-- What to produce --
Where does the string "below" appear in the records? Copy every line that contains it.

§ §

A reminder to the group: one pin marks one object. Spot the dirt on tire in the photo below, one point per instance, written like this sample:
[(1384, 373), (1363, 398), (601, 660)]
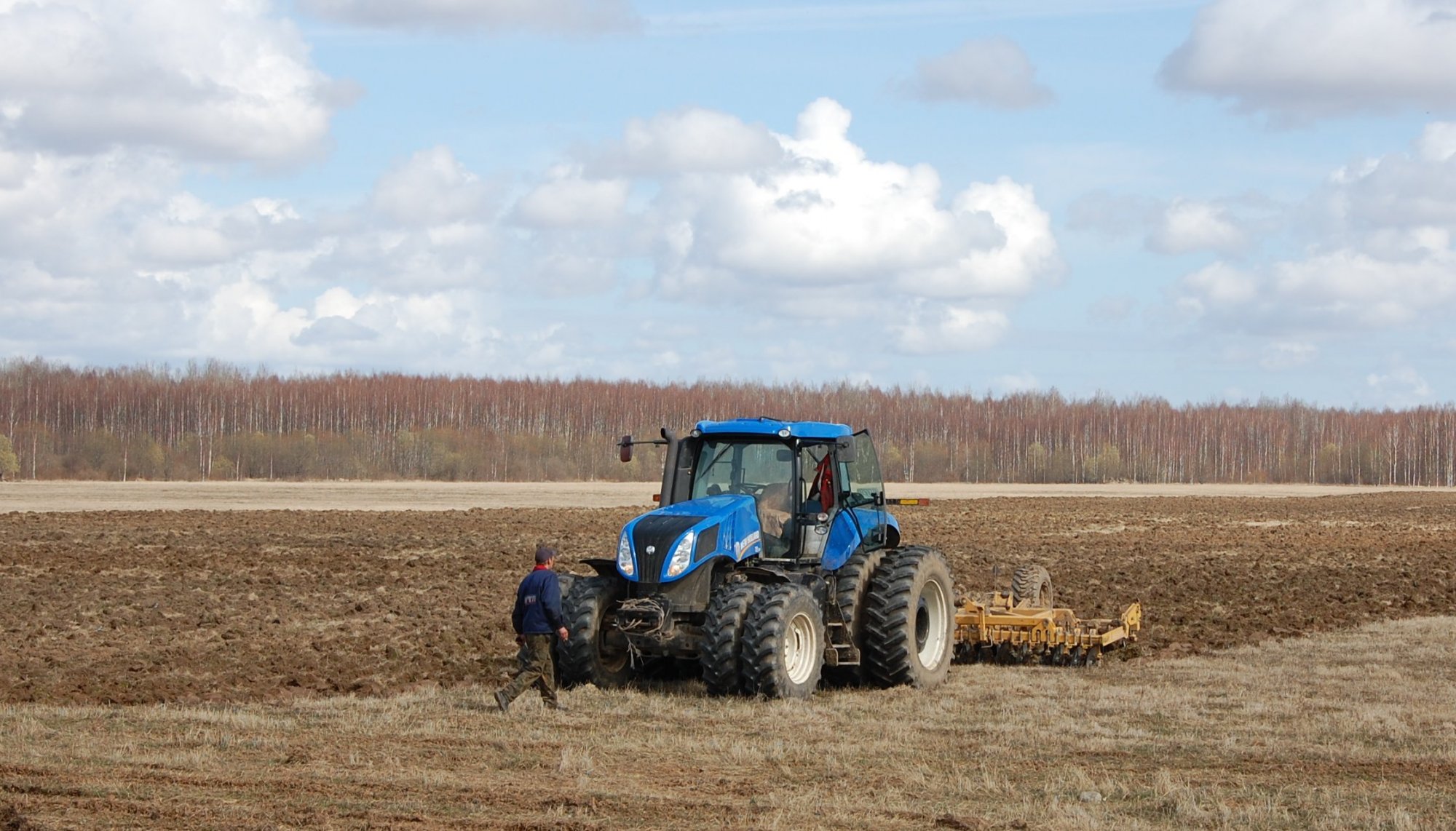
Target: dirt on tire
[(240, 606)]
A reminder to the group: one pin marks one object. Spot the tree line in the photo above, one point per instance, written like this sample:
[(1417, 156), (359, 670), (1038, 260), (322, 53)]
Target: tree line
[(219, 421)]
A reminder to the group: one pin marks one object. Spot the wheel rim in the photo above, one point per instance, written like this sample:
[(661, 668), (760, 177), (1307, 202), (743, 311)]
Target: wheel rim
[(799, 648), (931, 625)]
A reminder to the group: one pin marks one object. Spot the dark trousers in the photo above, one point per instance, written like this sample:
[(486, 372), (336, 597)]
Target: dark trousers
[(535, 670)]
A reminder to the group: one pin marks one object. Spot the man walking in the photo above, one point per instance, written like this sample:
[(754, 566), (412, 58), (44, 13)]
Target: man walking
[(537, 619)]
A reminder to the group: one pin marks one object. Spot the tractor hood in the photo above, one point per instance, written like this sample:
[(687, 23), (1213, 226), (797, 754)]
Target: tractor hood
[(673, 542)]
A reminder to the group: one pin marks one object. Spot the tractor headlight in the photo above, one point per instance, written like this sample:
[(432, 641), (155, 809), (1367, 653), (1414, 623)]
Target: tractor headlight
[(682, 555), (625, 562)]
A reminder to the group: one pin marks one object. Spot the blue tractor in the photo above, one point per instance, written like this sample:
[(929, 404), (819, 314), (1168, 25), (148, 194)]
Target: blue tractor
[(771, 567)]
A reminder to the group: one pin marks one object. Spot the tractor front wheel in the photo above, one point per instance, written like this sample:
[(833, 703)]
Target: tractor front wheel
[(784, 644), (598, 651), (721, 654), (912, 619)]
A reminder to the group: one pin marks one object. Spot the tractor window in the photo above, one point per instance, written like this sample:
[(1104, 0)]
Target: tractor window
[(740, 468), (866, 480), (810, 459)]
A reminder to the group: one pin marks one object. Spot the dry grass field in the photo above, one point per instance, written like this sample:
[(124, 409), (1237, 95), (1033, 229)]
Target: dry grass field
[(324, 670)]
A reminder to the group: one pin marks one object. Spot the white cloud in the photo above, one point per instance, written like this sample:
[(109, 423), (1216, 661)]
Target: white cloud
[(481, 15), (570, 202), (209, 81), (430, 190), (831, 216), (1307, 59), (1288, 354), (994, 72), (1401, 388), (1381, 257), (111, 255), (1190, 226), (1438, 142), (1023, 383), (691, 140), (931, 328)]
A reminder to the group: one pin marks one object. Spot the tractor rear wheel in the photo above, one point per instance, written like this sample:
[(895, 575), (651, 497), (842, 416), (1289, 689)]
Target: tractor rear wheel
[(911, 624), (1033, 587), (784, 644), (852, 587), (721, 653), (596, 653)]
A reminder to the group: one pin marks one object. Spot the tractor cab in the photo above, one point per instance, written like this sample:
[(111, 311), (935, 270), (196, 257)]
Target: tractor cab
[(804, 493)]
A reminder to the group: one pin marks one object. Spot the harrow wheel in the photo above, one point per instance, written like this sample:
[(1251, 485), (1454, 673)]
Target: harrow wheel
[(1032, 586), (911, 619), (784, 644), (721, 656)]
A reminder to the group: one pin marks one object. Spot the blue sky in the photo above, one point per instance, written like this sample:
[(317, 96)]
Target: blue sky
[(1198, 202)]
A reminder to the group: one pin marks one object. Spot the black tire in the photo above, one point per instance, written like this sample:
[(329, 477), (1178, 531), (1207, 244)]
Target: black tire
[(852, 584), (784, 644), (723, 638), (1033, 587), (911, 627), (596, 653)]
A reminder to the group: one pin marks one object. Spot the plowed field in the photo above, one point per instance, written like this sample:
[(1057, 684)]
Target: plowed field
[(254, 606)]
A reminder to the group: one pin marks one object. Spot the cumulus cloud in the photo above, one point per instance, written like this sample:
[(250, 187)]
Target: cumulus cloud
[(207, 81), (1189, 226), (992, 72), (430, 190), (582, 17), (569, 200), (1382, 257), (1298, 60), (1401, 386), (110, 254), (691, 140), (1288, 354), (831, 216), (931, 328), (1180, 226)]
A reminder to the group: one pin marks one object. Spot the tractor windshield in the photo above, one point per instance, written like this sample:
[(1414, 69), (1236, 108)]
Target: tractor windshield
[(740, 468)]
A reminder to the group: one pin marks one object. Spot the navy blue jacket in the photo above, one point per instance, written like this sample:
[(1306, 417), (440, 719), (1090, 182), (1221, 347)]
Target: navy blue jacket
[(538, 605)]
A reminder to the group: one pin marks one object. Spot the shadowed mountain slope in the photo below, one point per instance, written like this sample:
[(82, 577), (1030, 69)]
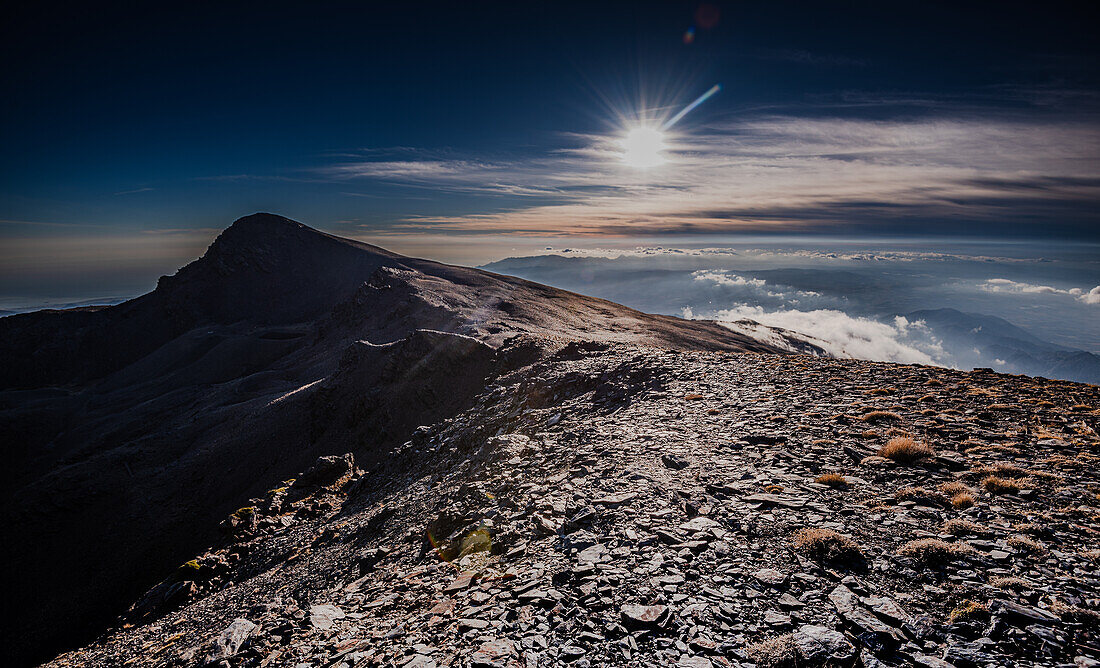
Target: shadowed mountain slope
[(131, 429)]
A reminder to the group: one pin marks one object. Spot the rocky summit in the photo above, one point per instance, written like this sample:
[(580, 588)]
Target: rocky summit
[(405, 463)]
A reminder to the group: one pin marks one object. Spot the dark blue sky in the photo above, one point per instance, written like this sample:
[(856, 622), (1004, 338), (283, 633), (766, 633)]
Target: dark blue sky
[(502, 119)]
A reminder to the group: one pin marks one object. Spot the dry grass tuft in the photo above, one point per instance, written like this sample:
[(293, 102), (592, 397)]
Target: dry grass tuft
[(833, 480), (779, 652), (826, 545), (996, 484), (953, 488), (933, 551), (969, 611), (963, 501), (904, 449), (880, 416)]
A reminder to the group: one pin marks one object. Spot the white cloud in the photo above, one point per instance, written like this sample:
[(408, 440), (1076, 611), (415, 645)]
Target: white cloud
[(840, 335), (767, 173), (724, 277), (1005, 285)]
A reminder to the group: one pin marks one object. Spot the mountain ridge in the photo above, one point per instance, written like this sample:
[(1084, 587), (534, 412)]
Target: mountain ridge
[(133, 427)]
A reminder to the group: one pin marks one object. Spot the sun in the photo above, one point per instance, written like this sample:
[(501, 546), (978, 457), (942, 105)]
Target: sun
[(644, 148)]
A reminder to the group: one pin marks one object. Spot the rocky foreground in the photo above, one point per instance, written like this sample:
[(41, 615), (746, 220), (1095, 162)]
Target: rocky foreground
[(614, 505)]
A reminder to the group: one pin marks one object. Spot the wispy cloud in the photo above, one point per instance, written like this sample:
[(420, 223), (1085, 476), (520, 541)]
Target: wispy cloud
[(778, 173)]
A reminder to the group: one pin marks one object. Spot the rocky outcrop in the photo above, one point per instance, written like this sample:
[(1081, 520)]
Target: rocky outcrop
[(545, 525)]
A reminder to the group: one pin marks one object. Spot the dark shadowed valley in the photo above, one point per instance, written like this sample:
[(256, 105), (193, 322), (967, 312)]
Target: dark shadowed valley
[(306, 450)]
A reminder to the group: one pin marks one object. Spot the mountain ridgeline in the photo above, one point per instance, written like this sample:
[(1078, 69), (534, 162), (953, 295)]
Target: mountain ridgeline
[(301, 450)]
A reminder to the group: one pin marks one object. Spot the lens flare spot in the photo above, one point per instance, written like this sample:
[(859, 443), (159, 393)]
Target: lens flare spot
[(644, 148)]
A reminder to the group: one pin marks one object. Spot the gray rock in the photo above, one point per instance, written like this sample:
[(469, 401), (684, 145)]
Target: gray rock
[(820, 645), (642, 616), (230, 641), (323, 616), (770, 577)]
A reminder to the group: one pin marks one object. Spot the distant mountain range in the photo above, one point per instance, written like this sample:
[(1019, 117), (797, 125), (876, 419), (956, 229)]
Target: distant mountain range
[(978, 340), (971, 340), (130, 428)]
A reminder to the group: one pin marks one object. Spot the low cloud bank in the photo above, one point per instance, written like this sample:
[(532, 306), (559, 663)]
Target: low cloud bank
[(840, 335), (1005, 285)]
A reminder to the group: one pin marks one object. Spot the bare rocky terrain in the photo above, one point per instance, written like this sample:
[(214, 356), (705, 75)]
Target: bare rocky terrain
[(624, 505), (531, 485)]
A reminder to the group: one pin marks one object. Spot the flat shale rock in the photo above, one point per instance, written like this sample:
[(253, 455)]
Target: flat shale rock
[(611, 522)]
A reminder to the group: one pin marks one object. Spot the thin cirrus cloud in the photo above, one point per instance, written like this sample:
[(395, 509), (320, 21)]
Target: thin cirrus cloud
[(776, 174), (1007, 285)]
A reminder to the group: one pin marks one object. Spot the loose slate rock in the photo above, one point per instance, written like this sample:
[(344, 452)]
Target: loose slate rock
[(820, 644), (770, 577), (231, 639), (674, 461), (495, 654), (642, 616), (322, 616)]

§ §

-- Exercise result --
A reminder to the group: one pin marks one object. Spot the dirt on tire in the photo below, one point per instance, written like this sample:
A reminder to the group: one pin marks one object. Spot the shadowed mountain slope in the photo below, one point per instance, written like this sample:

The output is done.